終了のブザーが鳴った瞬間、男泣き。両軍最多の24得点でMVPに選ばれた。

「うれしい。去年、同じ舞台で悔しい思いをして、あり得ないプレーをしてしまって…。チームとしても個人としても成長できた」

昨季も決勝に駒を進めたが、第3戦の残り2分という正念場での軽率なファウルで退場した。エースを欠いては逆転できなかった。1年後、借りを返す2戦合計41得点。「移籍後は戦術理解に時間がかかったし、いろいろ言われた。信頼に応えられた。間違っていなかった」と涙した。

前身栃木への移籍が決まった18年、いったん契約解除してオーストラリアNBLに日本人で初挑戦した。同年4月21日に亡くなった母淳子さんが陰で整えてくれた道だった。墓前に進化を誓い、帰国後の宇都宮でエースに。得点源だったCロシターら主軸が退団した今季、真の中心になった。

══════════

**取り組む課題**:
**a.** 上の抜粋から、「終了のブザーが鳴った瞬間、男泣き。両軍最多の24得点でMVPに選ばれた。」で始まり「違っていなかった」と涙した。」まで続く部分を、一字も変えずに書き写しなさい。
**b.** 上の抜粋の内容に基づき、次の問いに答えなさい。
(i) MVPに選ばれた選手は、何得点を挙げたか。
(ii) 昨季の決勝で選手が退場したのは、第3戦の残り何分の場面か。
(iii) 母淳子さんが亡くなったのは何年の何月何日か。
**c.** 上の抜粋の要点を二文でまとめなさい。

**ラベル付きポイントの記録**:

══════════

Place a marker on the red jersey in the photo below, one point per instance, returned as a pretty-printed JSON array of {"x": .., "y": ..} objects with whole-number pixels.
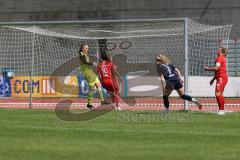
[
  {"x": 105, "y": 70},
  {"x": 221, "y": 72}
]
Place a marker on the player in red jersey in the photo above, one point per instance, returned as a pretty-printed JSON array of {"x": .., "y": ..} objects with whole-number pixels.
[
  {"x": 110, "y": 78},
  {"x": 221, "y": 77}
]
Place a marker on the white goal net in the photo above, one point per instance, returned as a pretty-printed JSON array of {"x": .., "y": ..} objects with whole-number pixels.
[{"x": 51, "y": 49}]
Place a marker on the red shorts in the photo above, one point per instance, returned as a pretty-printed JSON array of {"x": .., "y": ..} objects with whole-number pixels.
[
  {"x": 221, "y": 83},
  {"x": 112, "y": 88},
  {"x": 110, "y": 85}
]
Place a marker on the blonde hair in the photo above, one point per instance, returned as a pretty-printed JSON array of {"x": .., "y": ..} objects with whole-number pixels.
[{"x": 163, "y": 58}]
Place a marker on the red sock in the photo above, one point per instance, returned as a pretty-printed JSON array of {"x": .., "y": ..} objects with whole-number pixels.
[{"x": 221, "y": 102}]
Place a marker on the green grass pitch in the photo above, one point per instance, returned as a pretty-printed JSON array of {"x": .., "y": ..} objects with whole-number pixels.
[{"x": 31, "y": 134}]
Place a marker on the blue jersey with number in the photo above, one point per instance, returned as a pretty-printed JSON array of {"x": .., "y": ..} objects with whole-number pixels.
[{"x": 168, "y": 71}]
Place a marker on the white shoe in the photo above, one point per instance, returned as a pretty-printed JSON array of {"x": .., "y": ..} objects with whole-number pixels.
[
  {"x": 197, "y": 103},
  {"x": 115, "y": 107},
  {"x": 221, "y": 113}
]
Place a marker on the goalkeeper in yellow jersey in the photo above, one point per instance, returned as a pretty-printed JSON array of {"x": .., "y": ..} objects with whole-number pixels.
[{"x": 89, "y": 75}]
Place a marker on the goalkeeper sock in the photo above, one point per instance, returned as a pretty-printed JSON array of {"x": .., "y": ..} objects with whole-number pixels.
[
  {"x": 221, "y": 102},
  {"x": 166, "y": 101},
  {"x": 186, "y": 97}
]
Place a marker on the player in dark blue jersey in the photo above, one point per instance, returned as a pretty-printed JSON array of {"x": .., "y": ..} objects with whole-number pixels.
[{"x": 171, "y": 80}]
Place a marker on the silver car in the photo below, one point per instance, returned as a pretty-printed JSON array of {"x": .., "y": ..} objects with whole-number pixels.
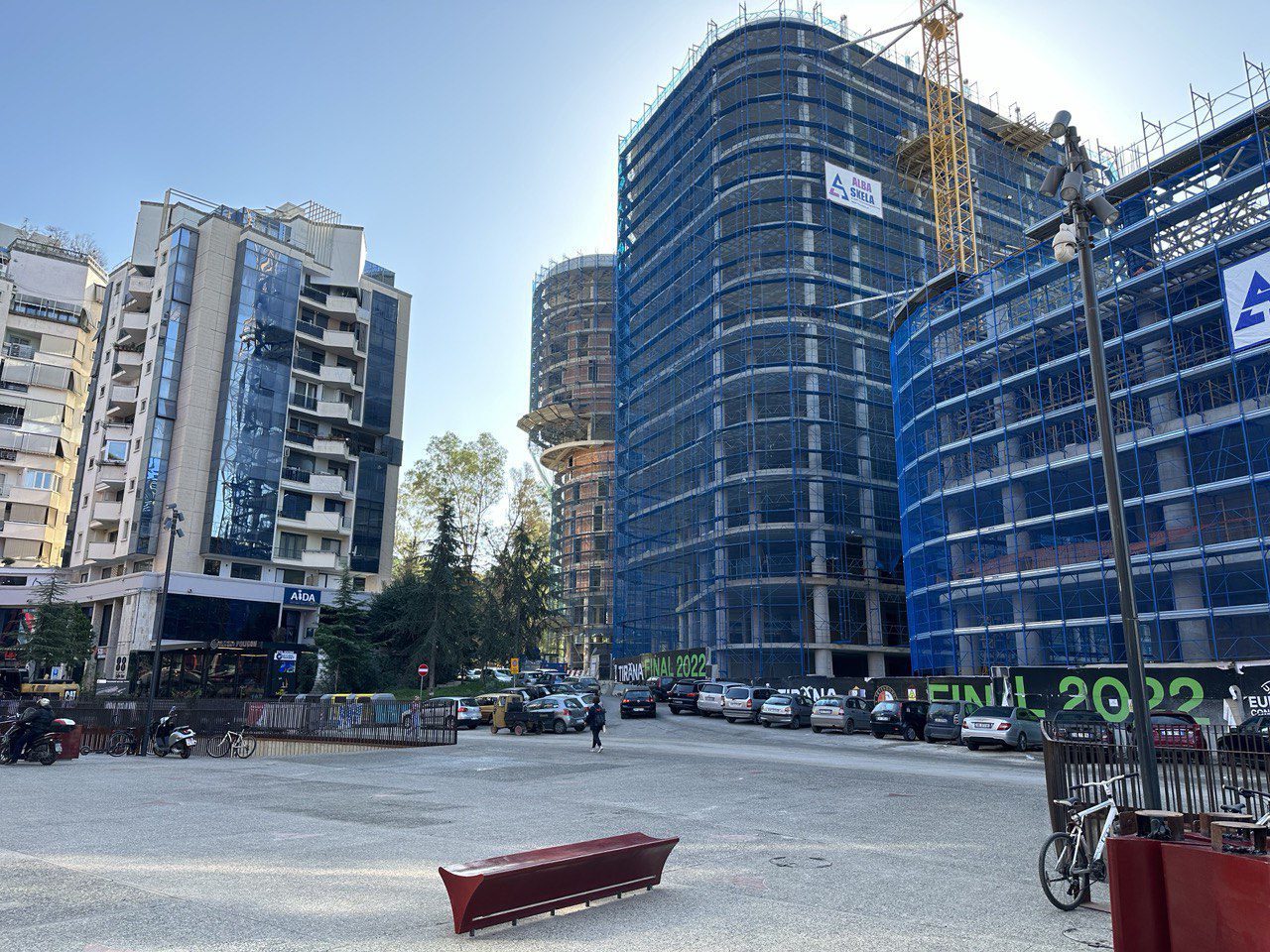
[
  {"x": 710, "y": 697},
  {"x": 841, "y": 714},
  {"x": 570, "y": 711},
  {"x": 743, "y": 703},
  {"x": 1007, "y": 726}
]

══════════

**課題別の解答**:
**a.**
終了のブザーが鳴った瞬間、男泣き。両軍最多の24得点でMVPに選ばれた。

「うれしい。去年、同じ舞台で悔しい思いをして、あり得ないプレーをしてしまって…。チームとしても個人としても成長できた」

昨季も決勝に駒を進めたが、第3戦の残り2分という正念場での軽率なファウルで退場した。エースを欠いては逆転できなかった。1年後、借りを返す2戦合計41得点。「移籍後は戦術理解に時間がかかったし、いろいろ言われた。信頼に応えられた。間違っていなかった」と涙した。

**b.**
(i) 両軍最多の24得点
(ii) 残り2分
(iii) 18年4月21日

**c.** この選手は両軍最多の24得点でMVPに選ばれ、昨季の決勝で軽率なファウルにより退場した借りを返した。18年にオーストラリアNBLに日本人で初めて挑戦し、帰国後の宇都宮でエースとなり、主軸が退団した今季は真の中心になった。